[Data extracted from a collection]
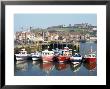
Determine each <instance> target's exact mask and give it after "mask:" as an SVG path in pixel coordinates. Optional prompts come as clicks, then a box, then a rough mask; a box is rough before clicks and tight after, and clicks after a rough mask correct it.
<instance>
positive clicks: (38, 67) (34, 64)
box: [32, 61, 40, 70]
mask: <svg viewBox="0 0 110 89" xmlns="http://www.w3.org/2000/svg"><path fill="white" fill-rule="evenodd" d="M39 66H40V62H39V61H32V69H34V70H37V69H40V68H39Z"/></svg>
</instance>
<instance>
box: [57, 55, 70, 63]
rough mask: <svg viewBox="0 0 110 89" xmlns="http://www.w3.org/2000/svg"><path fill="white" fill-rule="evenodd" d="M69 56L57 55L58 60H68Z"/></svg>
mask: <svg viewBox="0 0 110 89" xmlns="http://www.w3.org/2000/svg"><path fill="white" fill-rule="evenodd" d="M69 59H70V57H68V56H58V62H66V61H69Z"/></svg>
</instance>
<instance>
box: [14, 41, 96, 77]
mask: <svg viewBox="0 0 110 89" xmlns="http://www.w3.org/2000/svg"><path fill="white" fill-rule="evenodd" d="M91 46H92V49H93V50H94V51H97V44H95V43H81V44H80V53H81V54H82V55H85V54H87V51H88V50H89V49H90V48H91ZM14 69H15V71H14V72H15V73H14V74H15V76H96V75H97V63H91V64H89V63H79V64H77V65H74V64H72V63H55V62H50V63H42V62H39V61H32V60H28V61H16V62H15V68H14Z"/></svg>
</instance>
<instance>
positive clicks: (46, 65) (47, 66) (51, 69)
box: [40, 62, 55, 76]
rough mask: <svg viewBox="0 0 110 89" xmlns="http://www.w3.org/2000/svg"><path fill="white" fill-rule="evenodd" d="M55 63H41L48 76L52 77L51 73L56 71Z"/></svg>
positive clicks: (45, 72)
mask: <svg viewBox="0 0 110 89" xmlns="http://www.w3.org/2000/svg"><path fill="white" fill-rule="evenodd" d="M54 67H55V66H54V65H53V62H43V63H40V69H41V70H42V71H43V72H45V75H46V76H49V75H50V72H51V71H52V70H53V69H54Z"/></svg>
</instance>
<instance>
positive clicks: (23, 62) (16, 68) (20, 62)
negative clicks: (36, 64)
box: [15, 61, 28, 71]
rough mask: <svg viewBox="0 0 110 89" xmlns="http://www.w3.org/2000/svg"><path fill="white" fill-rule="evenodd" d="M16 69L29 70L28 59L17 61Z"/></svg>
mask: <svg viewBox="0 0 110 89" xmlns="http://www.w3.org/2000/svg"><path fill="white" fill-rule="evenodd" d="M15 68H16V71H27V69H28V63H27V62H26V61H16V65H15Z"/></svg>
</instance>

» PROBLEM REQUIREMENTS
The range begins at the line containing "63H41L48 76L52 77L51" and ends at the last line of the entries; reproduce it exactly.

» ANSWER TO THIS PROBLEM
rough mask: <svg viewBox="0 0 110 89" xmlns="http://www.w3.org/2000/svg"><path fill="white" fill-rule="evenodd" d="M55 63H41L48 76L52 77L51 73L56 71Z"/></svg>
positive clicks: (45, 72)
mask: <svg viewBox="0 0 110 89" xmlns="http://www.w3.org/2000/svg"><path fill="white" fill-rule="evenodd" d="M54 67H55V66H54V65H53V62H43V63H40V69H41V70H42V71H43V72H45V75H46V76H49V75H50V72H51V71H52V70H53V69H54Z"/></svg>
</instance>
<instance>
positive clicks: (23, 62) (16, 68) (20, 62)
negative clicks: (36, 64)
box: [15, 61, 28, 71]
rough mask: <svg viewBox="0 0 110 89" xmlns="http://www.w3.org/2000/svg"><path fill="white" fill-rule="evenodd" d="M16 69L29 70L28 59L17 61Z"/></svg>
mask: <svg viewBox="0 0 110 89" xmlns="http://www.w3.org/2000/svg"><path fill="white" fill-rule="evenodd" d="M15 68H16V71H27V69H28V63H27V62H26V61H16V65H15Z"/></svg>
</instance>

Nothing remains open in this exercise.